Perhaps people prioritise different modes when describing a "mental state", some prioritising visual, some auditory, some the feeling of movement (even though we all do feel everything). 

Fiction tries to show us how it feels. 

BTW  


Venusian Broon said:


> Sometimes even I can go hundreds of pages, stop, and then not have a single recent memory of actually 'reading' the symbols on the page


Imagine if your memory of a story was the sequence of letters  on the page!


----------



## Venusian Broon (Sep 25, 2020)

Ray Zdybrow said:


> Perhaps people prioritise different modes when describing a "mental state", some prioritising visual, some auditory, some the feeling of movement (even though we all do feel everything).



Absolutely! Everyone is different. I know someone who swears she has never dreamt in her life. I thought everyone dreamt at night in some capacity, yet she swore there was nothing. I can't really imagine not have a conception of what happens to me every night in bed!

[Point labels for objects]
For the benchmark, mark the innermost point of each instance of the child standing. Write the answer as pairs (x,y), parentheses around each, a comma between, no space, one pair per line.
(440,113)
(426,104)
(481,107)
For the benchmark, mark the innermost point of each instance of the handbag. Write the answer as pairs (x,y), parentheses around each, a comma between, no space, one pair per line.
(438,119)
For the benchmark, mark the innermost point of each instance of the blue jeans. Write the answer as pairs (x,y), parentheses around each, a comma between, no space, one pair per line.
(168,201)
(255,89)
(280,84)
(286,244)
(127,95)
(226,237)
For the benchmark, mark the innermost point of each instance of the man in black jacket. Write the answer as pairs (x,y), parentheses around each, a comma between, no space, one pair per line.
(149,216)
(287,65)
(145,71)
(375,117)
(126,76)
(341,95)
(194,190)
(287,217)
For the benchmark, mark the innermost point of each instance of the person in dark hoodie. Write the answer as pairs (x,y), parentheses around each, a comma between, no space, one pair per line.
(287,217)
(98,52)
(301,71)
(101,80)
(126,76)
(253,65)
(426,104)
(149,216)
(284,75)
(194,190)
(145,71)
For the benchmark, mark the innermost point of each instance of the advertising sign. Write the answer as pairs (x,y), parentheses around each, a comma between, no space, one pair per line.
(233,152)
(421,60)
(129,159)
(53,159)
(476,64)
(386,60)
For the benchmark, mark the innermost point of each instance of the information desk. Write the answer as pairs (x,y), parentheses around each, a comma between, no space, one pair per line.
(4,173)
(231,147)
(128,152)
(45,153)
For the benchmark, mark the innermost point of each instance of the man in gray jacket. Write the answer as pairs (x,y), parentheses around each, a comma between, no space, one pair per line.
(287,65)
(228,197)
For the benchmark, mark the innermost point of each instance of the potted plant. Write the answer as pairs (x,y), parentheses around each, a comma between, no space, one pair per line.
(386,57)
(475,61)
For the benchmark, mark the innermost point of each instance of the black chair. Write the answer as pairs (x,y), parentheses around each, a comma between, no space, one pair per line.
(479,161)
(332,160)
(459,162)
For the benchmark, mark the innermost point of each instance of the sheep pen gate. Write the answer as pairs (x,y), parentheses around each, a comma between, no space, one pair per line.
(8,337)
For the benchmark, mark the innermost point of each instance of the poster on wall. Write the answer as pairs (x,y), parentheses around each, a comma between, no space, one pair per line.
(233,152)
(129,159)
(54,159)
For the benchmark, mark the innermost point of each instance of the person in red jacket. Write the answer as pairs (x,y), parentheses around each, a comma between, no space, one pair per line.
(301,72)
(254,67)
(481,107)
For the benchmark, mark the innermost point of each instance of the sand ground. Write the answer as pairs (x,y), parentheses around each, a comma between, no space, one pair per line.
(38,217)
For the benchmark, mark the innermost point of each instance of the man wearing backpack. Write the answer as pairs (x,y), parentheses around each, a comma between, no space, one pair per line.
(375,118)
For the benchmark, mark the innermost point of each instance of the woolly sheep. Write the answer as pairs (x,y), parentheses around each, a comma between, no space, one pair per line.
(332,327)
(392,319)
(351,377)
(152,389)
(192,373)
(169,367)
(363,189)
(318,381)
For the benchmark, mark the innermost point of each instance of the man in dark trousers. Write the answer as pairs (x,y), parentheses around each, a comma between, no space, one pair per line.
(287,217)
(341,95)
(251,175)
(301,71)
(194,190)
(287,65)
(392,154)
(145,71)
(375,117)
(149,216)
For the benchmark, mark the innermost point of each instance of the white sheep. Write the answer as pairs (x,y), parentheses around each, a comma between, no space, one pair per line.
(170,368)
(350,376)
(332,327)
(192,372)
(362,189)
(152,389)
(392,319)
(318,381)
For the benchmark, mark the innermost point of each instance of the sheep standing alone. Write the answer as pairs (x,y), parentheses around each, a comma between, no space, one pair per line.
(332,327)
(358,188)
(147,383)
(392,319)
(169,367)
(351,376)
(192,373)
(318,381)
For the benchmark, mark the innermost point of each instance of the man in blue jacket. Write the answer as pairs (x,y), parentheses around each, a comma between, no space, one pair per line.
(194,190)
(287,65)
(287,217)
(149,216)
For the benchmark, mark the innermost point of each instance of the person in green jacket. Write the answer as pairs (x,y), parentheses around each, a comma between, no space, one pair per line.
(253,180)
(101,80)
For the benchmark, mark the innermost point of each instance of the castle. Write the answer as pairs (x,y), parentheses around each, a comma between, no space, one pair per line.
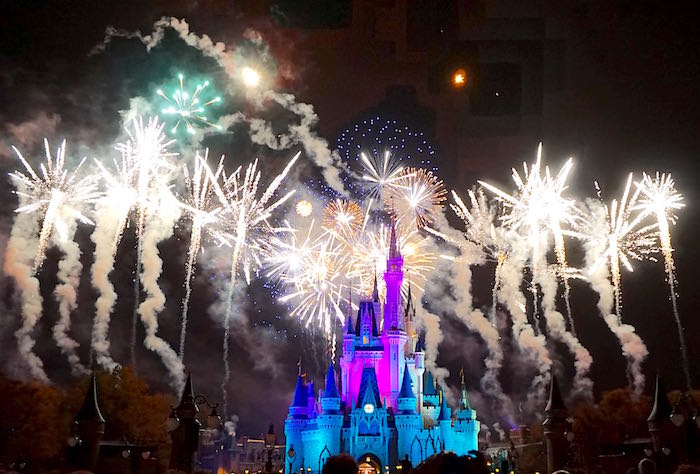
(388,407)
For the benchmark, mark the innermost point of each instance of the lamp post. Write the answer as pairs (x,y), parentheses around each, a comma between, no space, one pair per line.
(291,454)
(270,440)
(184,427)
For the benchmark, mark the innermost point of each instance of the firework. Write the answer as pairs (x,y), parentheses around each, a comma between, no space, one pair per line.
(370,251)
(202,187)
(625,239)
(55,194)
(416,198)
(249,234)
(380,173)
(314,279)
(539,207)
(343,216)
(188,108)
(659,198)
(481,229)
(304,208)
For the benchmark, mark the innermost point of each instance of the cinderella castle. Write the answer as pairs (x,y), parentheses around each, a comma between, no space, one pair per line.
(388,408)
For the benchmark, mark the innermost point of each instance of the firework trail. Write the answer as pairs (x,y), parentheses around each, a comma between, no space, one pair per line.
(188,108)
(55,197)
(146,148)
(537,208)
(202,186)
(529,342)
(66,292)
(380,173)
(660,199)
(598,263)
(416,198)
(480,229)
(162,215)
(19,258)
(249,235)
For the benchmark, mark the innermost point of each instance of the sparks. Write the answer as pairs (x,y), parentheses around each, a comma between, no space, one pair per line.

**Short exercise 1:** Please rewrite the rows from the line containing "of the firework." down through the last row, swapping "innermost" for "central" and keeping everything else the same.
**Short exercise 2:** Write the next part of the forum thread on reading, dreaming and mental states, picking up after its final post.
The forum thread and the rows have no connection to each other.

**Final answer 1:**
For the benchmark, mark the central point of each instance of the firework. Write the answer as pairs (x,y), parentheses around each, a comma between, no space, one pair per line.
(370,251)
(202,187)
(625,239)
(55,194)
(416,198)
(249,234)
(380,173)
(314,279)
(539,207)
(343,216)
(188,108)
(659,198)
(481,229)
(304,208)
For the benchmark, mark the central point of each instance of the cinderella castle. Write the answer as pairs (x,y), parentheses around each, a comma between, no space, one pair per line.
(388,408)
For the benchmark, mark the central point of each instance of the firework trail. Write the answer as pairs (x,y), parentheses around each, a comma between, no space, one pair per line.
(188,108)
(55,197)
(146,148)
(537,208)
(202,186)
(529,342)
(66,292)
(380,173)
(660,199)
(598,263)
(416,198)
(480,229)
(162,215)
(19,258)
(249,235)
For the benchmark, mark the central point of each instance of the sparks. Write the answer as pairs (x,y), parentheses around each, a comma between, no space, one pair per line.

**Final answer 2:**
Personally I think her memories of dreams were so 'weak' that she always forgets everything when she wakes, but to consistently forget every morning is standout! And a shame as dreams can be fun  . Even so, if you do always forget, then that means you do not have any conscious experience of dreaming, so it is a big difference.


----------



## Teresa Edgerton (Sep 26, 2020)

It depends on the book.  I like best the ones that do play out much like movies in my head (only better, because they give access to the characters' inner lives at the same time).  Books where the scenes and characters are too murky or vague don't appeal to me.


----------



## nixie (Sep 26, 2020)

How many of us have been so engrossed that when we pull ourself away we are disoriented by our surroundings, weather, time of day etc?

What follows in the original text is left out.